→ **Reading text**
What kind of schoolmaster taught the little Seneca when under the care of the slave who was called pedagogus, or a "boy-leader" (whence our word pedagogue), he daily went with his brothers to school through the streets of Rome, we do not know. He may have been a severe Orbilius, or he may have been one of those noble-minded tutors whose ideal portraiture is drawn in such beautiful colours by the learned and amiable Quintilian. Seneca has not alluded to any one who taught him during his early days. The only schoolfellow whom he mentions by name in his voluminous writings is a certain Claranus, a deformed boy, whom, after leaving school, Seneca never met again until they were both old men, but of whom he speaks with great admiration. In spite of his hump-back, Claranus appeared even beautiful in the eyes of those who knew him well, because his virtue and good sense left a stronger impression than his deformity, and "his body was adorned by the beauty of his soul."

It was not until mere school-lessons were finished that a boy began seriously to enter upon the studies of eloquence and philosophy, which therefore furnish some analogy to what we should call "a university education." Gallio and Mela, Seneca's elder and younger brothers, devoted themselves heart and soul to the theory and practice of eloquence; Seneca made the rarer and the wiser choice in giving his entire enthusiasm to the study of philosophy.

→ **Actions to take**
(1) List every personal name that appears in the passage on Seneca's schooling.
(2) Retype the passage on Seneca's schooling from "It was not until" up to and including "study of philosophy.".

Object location annotation data:

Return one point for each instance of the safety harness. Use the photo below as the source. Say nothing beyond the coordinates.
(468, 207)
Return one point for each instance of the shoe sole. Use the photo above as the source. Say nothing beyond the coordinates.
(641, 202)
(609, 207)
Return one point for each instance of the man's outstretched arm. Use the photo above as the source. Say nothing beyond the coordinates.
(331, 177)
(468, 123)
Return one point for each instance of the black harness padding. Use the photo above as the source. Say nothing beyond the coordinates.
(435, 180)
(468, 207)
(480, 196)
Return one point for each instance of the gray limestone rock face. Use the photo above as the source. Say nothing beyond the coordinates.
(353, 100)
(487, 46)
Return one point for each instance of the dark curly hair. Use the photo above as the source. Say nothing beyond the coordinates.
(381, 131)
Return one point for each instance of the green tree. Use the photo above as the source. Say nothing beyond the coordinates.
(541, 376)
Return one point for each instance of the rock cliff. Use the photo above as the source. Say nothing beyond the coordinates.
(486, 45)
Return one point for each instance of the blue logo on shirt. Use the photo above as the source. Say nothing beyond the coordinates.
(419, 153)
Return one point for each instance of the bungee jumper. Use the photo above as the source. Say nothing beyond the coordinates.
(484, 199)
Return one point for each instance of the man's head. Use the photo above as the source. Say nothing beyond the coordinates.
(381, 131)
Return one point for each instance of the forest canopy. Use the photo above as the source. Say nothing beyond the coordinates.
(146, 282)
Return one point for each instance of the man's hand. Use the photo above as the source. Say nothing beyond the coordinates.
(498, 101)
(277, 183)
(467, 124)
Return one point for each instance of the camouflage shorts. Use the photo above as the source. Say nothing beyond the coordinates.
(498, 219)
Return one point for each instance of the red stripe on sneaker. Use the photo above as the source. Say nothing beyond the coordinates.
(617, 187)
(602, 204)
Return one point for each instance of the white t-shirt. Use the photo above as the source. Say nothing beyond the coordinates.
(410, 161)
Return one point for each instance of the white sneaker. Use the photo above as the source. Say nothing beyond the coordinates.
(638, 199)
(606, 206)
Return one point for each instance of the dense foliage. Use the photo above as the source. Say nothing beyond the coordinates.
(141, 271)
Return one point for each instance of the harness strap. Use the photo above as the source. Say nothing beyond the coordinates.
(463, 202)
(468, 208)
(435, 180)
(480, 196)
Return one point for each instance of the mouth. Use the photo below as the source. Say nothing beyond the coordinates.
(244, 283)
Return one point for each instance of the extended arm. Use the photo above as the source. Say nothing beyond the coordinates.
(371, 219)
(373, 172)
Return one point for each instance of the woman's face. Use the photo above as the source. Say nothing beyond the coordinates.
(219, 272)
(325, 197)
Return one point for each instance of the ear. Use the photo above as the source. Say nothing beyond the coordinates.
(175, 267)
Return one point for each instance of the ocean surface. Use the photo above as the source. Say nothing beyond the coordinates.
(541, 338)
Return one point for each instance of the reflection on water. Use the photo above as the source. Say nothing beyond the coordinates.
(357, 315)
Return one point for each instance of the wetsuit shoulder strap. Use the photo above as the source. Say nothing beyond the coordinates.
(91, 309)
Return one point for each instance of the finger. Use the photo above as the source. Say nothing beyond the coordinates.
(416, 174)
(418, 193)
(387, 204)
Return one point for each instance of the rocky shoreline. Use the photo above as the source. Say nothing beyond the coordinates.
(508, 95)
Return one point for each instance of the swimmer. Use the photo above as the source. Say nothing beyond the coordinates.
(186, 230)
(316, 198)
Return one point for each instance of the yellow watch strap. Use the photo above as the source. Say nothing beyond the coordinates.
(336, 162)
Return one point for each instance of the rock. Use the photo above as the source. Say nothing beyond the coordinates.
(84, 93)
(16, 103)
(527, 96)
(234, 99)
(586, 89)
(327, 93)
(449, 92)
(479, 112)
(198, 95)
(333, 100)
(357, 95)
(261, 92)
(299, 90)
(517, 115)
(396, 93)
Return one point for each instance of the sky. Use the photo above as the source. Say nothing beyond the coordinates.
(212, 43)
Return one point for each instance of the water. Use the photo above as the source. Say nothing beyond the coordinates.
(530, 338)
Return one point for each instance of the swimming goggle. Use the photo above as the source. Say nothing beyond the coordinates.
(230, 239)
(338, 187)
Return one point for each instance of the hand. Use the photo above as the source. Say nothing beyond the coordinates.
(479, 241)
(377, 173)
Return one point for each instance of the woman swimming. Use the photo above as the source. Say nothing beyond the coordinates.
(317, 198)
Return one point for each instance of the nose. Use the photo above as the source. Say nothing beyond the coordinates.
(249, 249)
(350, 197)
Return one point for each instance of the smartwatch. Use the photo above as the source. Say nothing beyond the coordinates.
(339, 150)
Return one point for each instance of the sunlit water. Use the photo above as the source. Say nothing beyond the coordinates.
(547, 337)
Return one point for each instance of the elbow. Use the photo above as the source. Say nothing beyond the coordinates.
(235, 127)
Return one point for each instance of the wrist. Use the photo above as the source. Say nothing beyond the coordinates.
---
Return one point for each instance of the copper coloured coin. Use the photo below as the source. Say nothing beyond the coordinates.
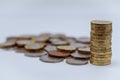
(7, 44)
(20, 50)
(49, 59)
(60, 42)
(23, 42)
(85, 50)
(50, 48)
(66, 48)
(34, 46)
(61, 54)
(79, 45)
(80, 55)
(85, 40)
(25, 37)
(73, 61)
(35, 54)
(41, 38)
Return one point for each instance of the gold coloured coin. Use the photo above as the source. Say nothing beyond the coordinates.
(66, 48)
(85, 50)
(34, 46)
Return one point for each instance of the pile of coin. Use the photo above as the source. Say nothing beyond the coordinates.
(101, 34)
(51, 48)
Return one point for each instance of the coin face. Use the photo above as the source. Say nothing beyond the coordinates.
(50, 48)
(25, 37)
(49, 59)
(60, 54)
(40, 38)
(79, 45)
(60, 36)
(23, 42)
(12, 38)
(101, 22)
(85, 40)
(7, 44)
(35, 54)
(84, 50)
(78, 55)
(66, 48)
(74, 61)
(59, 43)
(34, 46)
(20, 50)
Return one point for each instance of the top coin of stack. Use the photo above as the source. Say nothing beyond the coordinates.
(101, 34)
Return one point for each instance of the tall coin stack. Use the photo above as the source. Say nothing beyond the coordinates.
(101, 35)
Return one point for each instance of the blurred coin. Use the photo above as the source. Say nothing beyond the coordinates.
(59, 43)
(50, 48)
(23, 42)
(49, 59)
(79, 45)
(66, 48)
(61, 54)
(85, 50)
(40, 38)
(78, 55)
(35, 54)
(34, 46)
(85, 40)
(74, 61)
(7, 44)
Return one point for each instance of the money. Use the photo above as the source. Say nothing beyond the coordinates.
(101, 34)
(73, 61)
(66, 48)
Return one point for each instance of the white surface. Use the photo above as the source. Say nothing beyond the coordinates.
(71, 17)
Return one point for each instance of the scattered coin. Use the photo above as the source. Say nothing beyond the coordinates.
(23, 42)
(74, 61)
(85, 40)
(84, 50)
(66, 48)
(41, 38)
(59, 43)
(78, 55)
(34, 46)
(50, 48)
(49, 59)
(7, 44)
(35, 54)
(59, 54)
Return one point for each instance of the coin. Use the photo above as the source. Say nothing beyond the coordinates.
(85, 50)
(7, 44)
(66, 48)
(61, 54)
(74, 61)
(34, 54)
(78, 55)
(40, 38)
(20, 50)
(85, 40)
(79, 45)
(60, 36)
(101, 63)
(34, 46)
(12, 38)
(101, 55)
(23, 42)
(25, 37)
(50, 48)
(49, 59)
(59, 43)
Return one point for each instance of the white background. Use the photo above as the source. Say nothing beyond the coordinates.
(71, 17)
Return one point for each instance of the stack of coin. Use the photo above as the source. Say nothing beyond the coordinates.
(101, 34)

→ **The responses**
(1) Seneca, Orbilius, Quintilian, Claranus, Gallio, Mela

(2)
It was not until mere school-lessons were finished that a boy began seriously to enter upon the studies of eloquence and philosophy, which therefore furnish some analogy to what we should call "a university education." Gallio and Mela, Seneca's elder and younger brothers, devoted themselves heart and soul to the theory and practice of eloquence; Seneca made the rarer and the wiser choice in giving his entire enthusiasm to the study of philosophy.